Exercise →
From the entries below, output the line with "of the distant" and each following line up to and including the line with "instance of the sky", exactly as written.

Listed entries →
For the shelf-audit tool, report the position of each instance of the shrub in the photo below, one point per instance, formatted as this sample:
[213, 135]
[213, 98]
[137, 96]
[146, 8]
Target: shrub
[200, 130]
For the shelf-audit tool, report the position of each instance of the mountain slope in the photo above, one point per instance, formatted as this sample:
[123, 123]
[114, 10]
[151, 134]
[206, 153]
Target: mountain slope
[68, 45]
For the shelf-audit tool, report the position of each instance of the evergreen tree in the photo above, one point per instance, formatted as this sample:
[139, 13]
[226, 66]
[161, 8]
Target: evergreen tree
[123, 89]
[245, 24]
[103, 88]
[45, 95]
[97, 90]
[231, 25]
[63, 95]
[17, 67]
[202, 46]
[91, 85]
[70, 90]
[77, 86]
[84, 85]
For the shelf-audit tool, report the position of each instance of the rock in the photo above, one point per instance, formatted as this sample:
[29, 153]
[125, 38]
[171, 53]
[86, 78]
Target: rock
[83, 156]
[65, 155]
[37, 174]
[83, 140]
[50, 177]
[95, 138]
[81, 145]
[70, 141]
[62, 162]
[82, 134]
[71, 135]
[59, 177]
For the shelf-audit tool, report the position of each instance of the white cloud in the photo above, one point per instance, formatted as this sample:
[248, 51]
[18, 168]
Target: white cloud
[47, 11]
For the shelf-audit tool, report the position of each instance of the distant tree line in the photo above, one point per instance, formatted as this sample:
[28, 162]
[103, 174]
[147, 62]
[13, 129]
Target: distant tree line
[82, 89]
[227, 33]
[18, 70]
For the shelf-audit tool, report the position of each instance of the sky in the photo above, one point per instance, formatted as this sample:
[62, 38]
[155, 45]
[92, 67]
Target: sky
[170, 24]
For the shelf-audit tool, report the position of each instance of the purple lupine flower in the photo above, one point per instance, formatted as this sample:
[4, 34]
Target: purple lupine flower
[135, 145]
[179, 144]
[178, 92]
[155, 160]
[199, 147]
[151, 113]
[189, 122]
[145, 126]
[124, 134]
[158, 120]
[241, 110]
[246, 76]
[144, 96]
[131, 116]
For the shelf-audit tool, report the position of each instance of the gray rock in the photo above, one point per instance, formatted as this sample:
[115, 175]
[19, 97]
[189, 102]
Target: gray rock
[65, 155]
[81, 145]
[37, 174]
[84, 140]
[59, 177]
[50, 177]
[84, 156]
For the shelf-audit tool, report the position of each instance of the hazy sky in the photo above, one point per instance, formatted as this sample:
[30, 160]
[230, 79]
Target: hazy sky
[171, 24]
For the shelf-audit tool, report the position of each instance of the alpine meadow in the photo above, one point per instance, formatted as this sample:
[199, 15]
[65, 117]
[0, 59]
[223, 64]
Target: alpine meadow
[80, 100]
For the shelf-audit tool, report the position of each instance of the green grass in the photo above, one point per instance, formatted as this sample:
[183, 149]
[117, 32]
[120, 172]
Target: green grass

Task result →
For the shelf-audit tool, report the position of each instance of the distant tree line in the photo above, one point per instance, formatted as this sample:
[28, 162]
[103, 174]
[147, 62]
[13, 129]
Target: distant tree line
[82, 89]
[227, 33]
[18, 70]
For the shelf-audit tool, report the position of each instance of the sky in the photo above, one point per instance, formatted as this sample:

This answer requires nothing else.